## [Brief]
Print, word for word, the lines of the records beginning with the line that contains "of the crowd" and continuing through the line that contains "of the yellow", including both of those lines.

## [Items]
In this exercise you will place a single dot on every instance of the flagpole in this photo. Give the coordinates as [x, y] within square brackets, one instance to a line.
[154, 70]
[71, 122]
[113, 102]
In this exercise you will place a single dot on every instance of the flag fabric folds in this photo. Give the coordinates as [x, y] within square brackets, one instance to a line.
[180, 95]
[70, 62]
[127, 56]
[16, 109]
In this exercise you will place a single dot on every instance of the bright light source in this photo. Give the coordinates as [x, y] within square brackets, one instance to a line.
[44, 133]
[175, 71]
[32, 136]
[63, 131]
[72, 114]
---
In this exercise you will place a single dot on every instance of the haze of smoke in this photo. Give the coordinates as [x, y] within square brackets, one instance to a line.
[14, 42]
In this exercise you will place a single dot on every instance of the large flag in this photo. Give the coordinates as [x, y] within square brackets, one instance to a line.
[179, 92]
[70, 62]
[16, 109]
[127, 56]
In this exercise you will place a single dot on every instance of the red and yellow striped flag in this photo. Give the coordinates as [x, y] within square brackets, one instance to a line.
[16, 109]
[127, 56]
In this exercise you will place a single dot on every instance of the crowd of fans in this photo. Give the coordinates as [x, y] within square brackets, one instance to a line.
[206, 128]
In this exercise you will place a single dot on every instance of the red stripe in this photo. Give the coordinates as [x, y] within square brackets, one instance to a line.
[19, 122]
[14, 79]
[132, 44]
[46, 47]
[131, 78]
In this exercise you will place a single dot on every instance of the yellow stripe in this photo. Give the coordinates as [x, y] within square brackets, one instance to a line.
* * *
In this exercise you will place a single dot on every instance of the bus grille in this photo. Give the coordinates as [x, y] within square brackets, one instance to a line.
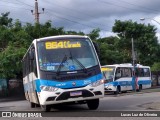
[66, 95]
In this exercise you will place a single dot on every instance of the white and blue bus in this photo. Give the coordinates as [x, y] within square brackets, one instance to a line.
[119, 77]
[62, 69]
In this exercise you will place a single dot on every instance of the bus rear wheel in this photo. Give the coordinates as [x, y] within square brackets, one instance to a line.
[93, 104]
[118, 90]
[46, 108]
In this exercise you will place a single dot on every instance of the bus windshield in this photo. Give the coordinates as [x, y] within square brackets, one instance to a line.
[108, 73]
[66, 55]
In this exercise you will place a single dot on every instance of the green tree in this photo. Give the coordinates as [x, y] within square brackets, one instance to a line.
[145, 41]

## [Full answer]
In this exercise you will place a single dot on every instance of the crowd of fans in this photo. Give the coordinates as [x, y] within square brackets, one instance to a line.
[206, 128]
In this exercise you will place a single dot on every instance of the red stripe in this photo. Give the coordinates as [x, y] within square brackets, one instance to a line.
[19, 122]
[14, 79]
[132, 44]
[46, 47]
[131, 78]
In this exercise you will place a single dot on every instance of the yellow stripe in this photo. Give the coordinates as [x, y] within square brackets, one instance to a line.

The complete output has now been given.